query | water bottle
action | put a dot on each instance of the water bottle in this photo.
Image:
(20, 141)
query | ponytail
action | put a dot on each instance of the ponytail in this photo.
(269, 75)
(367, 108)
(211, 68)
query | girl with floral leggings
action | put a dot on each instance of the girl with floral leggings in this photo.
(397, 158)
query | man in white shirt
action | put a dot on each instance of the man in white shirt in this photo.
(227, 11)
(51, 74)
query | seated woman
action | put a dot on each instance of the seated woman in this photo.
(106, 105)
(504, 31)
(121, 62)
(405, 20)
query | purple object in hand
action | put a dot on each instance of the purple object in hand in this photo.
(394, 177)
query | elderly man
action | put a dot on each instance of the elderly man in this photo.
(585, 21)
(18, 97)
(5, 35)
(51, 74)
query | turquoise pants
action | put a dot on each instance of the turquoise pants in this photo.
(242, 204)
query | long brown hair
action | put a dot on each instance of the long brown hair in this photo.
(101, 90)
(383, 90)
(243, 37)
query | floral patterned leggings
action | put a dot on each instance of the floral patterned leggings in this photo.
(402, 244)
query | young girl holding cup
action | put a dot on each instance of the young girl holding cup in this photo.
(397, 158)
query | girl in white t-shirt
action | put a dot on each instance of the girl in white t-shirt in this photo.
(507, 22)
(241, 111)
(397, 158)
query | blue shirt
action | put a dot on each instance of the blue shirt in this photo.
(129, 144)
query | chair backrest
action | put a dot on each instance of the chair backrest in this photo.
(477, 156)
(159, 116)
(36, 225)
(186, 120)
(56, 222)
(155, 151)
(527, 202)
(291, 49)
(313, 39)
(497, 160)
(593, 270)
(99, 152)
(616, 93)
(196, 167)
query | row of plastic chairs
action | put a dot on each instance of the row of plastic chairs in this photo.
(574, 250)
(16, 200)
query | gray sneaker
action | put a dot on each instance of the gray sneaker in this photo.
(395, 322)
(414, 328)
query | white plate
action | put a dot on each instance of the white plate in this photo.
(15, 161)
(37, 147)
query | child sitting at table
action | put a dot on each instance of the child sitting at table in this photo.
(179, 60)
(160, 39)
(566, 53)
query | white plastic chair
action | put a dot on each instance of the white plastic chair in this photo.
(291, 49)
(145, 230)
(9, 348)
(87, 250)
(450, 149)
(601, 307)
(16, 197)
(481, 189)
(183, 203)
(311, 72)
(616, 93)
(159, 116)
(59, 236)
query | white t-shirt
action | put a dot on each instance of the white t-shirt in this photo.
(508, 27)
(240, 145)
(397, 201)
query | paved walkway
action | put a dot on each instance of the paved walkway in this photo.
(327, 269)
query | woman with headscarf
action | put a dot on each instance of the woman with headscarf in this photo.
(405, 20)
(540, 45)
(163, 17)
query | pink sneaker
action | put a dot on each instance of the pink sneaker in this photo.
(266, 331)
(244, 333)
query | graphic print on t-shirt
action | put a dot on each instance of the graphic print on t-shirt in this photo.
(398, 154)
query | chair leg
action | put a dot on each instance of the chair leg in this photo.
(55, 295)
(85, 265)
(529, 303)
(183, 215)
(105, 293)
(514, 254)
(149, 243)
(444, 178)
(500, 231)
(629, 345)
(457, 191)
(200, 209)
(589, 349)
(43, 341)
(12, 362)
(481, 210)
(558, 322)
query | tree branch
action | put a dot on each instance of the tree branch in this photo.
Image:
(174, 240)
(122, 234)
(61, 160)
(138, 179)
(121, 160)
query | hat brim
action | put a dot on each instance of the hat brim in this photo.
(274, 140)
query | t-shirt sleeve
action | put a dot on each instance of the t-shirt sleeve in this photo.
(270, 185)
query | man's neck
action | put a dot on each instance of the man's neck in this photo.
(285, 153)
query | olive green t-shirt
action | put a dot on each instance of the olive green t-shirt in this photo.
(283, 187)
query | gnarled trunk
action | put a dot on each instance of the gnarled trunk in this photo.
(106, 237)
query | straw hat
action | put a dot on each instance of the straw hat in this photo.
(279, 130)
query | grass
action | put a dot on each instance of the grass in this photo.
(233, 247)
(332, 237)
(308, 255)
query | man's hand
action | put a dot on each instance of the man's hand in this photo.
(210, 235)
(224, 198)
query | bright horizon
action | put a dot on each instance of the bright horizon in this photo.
========================
TASK STATEMENT:
Retype the material above, line by line, exactly.

ANSWER BOX:
query | water bottle
action | put a dot on each instance of the water bottle in this photo.
Image:
(20, 141)
query | ponytail
action | put a dot on each instance of the ponytail in this photo.
(269, 75)
(367, 108)
(211, 68)
query | girl with floral leggings
action | put a dot on each instance of the girl with floral leggings in this photo.
(397, 158)
query | man in white shirt
action | put a dot on each instance of the man in white shirt in this photo.
(227, 11)
(51, 74)
query | seated woman
action | put a dot on each instance of the seated woman in this photo.
(106, 105)
(504, 31)
(121, 62)
(405, 20)
query | purple object in hand
action | put a dot on each instance of the purple object in hand in this photo.
(394, 177)
query | elderly man
action | put a dot on each instance of the elderly man in this photo.
(585, 21)
(18, 97)
(5, 35)
(51, 74)
query | turquoise pants
action | put a dot on each instance of the turquoise pants in this photo.
(242, 204)
query | long brown hair
action | put a dot on each instance of the long brown hair in this photo.
(101, 90)
(383, 90)
(243, 37)
query | floral patterned leggings
action | put a dot on each instance of the floral patterned leggings in this photo.
(402, 244)
query | young girl holding cup
action | put a dot on each instance of the young girl holding cup in this photo.
(397, 158)
query | girl in white t-shirt
action | put a dot on each instance of the girl in white t-shirt in this photo.
(507, 22)
(241, 111)
(397, 158)
query | blue shirt
action | put a dot on each instance of the blue shirt in this photo.
(129, 144)
query | chair backrest
action | put a dot on each instance of the chair backrest in this photo.
(477, 156)
(159, 116)
(36, 225)
(186, 120)
(56, 222)
(155, 151)
(527, 202)
(291, 49)
(313, 39)
(497, 160)
(593, 270)
(99, 152)
(616, 93)
(196, 167)
query | row of plastic chairs
action | put a dot on each instance of the row of plastic chairs in this photo.
(574, 250)
(16, 200)
query | gray sneaker
action | put a dot on each instance of the gray sneaker in this photo.
(395, 322)
(414, 328)
query | white plate
action | put a dot on each instance of the white plate in this photo.
(15, 161)
(37, 147)
query | child sitting at table
action | put a dot on each instance of the child sitting at table in this photo.
(179, 60)
(160, 39)
(566, 53)
query | white plastic chair
action | put a dot on each instance of the white plastic chair in this photo.
(291, 49)
(145, 230)
(9, 348)
(87, 250)
(450, 149)
(601, 307)
(16, 197)
(481, 189)
(183, 203)
(311, 72)
(616, 93)
(159, 116)
(59, 236)
query | white t-shirt
action | put a dot on each instance of the white t-shirt in this photo.
(508, 27)
(240, 145)
(397, 201)
query | paved walkway
action | put a dot on each instance of the paved walkway in this photo.
(327, 269)
query | woman with headscarf
action | put a dot on each instance of the woman with headscarf in this photo.
(405, 20)
(540, 45)
(163, 17)
query | pink sneaker
action | put a dot on each instance of the pink sneaker in this photo.
(266, 331)
(244, 333)
query | graphic print on t-shirt
action | put a dot on each instance of the graphic print on t-shirt in this photo.
(398, 154)
query | chair leg
action | put a dot on each instance of the chair leg in this photo.
(55, 295)
(85, 265)
(529, 303)
(183, 215)
(105, 293)
(514, 254)
(149, 243)
(444, 178)
(500, 231)
(629, 345)
(457, 191)
(200, 209)
(589, 349)
(43, 341)
(12, 362)
(481, 210)
(558, 322)
query | tree branch
action | put a dot on each instance of the tree branch in this photo.
Image:
(174, 240)
(122, 234)
(61, 160)
(138, 179)
(121, 160)
query | hat brim
action | put a dot on each instance of the hat brim in this photo.
(274, 140)
query | t-shirt sleeve
action | put a dot on each instance of the t-shirt sleeve in this photo.
(270, 185)
query | man's neck
action | put a dot on each instance of the man's neck in this photo.
(285, 153)
query | olive green t-shirt
action | put a dot on each instance of the olive green t-shirt in this photo.
(283, 187)
query | gnarled trunk
action | put a dot on each instance of the gnarled trunk in this photo.
(106, 237)
query | straw hat
action | put a dot on each instance of the straw hat in this photo.
(279, 130)
query | grass
action | put a dot on each instance of the grass in this photo.
(233, 247)
(332, 237)
(308, 255)
query | man's hand
action | put a dot on each instance of the man's hand in this photo.
(210, 235)
(224, 198)
query | bright horizon
action | put a dot on each instance of the bright horizon in this photo.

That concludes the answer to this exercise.